REQUIREMENT: Swap "eyeglasses" for "spectacles" in the stretch of the material from the line containing "The automated pipeline tagged stone wall" through the line containing "[0,26,273,177]", leaving everything else unchanged. Give back only that stretch.
* Start DATA TO PROCESS *
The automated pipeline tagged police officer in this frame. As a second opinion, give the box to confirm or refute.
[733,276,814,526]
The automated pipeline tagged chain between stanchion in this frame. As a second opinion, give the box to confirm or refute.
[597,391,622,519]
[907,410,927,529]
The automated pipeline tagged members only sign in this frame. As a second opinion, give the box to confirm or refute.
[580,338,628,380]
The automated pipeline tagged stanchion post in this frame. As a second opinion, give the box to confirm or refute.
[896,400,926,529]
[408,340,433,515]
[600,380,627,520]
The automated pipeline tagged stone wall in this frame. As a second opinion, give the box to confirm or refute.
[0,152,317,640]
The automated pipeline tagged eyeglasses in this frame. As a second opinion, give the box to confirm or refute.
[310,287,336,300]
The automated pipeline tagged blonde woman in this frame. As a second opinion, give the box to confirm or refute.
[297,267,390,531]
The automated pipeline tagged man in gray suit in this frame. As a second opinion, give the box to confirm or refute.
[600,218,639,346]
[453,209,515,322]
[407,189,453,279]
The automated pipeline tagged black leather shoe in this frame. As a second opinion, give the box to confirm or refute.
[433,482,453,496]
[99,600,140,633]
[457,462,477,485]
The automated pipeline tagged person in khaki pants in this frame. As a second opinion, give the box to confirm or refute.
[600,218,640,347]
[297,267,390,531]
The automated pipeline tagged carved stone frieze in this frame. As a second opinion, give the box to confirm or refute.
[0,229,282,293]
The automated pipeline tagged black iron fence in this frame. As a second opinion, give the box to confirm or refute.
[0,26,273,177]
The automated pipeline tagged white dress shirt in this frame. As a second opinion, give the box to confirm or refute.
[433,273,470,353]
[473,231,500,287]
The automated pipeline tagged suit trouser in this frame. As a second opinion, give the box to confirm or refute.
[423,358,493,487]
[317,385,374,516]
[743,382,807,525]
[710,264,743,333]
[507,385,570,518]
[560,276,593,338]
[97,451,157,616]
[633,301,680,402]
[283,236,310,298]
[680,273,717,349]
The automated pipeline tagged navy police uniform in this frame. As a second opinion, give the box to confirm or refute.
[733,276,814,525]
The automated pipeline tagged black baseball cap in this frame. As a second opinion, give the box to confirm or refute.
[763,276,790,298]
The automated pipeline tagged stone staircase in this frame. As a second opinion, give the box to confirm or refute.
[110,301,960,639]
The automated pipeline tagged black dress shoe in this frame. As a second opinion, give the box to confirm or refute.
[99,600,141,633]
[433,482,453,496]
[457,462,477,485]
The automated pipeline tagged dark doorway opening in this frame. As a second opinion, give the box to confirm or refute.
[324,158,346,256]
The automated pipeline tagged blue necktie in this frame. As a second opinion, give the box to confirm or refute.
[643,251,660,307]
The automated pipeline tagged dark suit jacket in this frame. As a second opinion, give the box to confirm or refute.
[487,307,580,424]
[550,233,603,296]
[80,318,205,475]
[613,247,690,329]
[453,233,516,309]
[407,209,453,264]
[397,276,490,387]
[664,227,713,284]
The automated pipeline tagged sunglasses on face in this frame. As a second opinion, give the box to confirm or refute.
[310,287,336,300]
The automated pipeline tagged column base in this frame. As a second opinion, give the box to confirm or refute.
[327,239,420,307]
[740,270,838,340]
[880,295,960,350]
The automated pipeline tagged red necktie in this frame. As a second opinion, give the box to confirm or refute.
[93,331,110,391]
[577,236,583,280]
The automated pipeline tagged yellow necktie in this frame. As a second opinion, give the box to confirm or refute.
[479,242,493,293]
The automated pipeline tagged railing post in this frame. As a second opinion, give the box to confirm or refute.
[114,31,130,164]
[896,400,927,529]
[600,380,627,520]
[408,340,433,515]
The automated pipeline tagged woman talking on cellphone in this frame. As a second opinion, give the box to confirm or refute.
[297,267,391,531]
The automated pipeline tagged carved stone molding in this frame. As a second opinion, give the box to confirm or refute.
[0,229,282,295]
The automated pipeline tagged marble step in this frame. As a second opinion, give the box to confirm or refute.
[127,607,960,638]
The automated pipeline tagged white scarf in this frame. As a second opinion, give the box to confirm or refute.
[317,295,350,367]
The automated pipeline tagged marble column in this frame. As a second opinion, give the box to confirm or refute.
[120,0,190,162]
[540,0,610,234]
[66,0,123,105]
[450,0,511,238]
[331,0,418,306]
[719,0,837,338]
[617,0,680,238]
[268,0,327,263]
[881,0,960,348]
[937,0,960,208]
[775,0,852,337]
* End DATA TO PROCESS *
ANSWER TO THIS PROBLEM:
The automated pipeline tagged stone wall in this frame. As a second opinion, give the box to confirm or refute.
[0,152,317,640]
The automated pipeline tagged spectacles in this frame. As a second opinion, give the box to confirm or refute.
[310,287,336,300]
The automated pipeline tagged blonde woman in this frame. As a second opinion, give the box to confirm or refute.
[297,267,390,531]
The automated pipeline tagged man in gray suit in this frame. As a second opinion, give the box to confirm or refute.
[600,218,639,346]
[453,209,515,322]
[407,189,453,279]
The automated pipeline tagged black leather shoe in this frame. As a second opinion, give the box to confirm or refute.
[433,482,453,496]
[99,600,140,633]
[457,462,477,485]
The automated pipeline tagged person in khaki pants in this frame. As a second opinion, give the box to confirm or refute.
[600,218,640,347]
[297,267,390,531]
The automated pipeline tagged carved stone frieze in this frame. As a second opinion, give the box to confirm or refute.
[0,229,282,293]
The automated pipeline tagged black iron fence in this frame. As a second opinion, give the box to confirm or refute.
[0,26,273,177]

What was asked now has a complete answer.